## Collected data
• • • • • • •
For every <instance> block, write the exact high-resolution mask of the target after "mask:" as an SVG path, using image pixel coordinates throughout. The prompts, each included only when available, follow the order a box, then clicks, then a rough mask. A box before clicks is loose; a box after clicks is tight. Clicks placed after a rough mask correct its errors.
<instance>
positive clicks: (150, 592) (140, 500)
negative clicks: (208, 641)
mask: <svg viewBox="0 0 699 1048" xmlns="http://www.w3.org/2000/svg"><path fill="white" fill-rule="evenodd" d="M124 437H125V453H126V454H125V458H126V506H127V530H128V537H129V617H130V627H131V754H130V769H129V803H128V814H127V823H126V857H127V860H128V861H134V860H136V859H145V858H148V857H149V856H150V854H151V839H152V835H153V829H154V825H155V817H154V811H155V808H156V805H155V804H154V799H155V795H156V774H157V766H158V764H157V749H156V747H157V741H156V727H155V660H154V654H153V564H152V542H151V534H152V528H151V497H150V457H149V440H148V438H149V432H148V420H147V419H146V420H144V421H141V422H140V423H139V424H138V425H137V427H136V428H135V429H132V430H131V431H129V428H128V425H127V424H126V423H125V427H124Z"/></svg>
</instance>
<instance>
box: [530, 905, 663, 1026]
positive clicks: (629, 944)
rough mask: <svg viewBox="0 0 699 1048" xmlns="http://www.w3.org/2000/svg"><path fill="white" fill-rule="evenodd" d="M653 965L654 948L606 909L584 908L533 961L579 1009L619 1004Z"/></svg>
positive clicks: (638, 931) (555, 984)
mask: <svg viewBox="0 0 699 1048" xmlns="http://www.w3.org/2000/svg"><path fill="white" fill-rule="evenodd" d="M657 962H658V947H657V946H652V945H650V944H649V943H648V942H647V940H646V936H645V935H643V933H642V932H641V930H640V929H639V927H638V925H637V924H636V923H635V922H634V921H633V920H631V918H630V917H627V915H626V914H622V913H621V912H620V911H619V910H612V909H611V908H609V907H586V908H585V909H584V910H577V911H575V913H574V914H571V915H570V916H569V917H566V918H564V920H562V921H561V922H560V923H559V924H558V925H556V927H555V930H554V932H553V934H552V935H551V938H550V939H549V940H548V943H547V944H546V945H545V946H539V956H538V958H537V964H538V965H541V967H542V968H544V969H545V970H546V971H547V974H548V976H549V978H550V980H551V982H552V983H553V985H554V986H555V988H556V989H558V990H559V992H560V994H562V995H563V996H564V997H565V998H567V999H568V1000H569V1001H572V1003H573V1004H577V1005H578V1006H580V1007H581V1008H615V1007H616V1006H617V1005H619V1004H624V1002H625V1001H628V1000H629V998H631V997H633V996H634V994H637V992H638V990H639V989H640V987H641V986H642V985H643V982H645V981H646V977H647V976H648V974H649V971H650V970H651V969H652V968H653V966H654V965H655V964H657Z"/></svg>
• • • • • • •
## Aim of the task
Copy out the lines running from the line with "</instance>" up to and including the line with "positive clicks: (638, 931) (555, 984)".

## Result for this task
</instance>
<instance>
box: [530, 905, 663, 1026]
positive clicks: (629, 944)
rough mask: <svg viewBox="0 0 699 1048" xmlns="http://www.w3.org/2000/svg"><path fill="white" fill-rule="evenodd" d="M653 965L654 948L606 909L584 908L533 961L579 1009L619 1004Z"/></svg>
positive clicks: (638, 931) (555, 984)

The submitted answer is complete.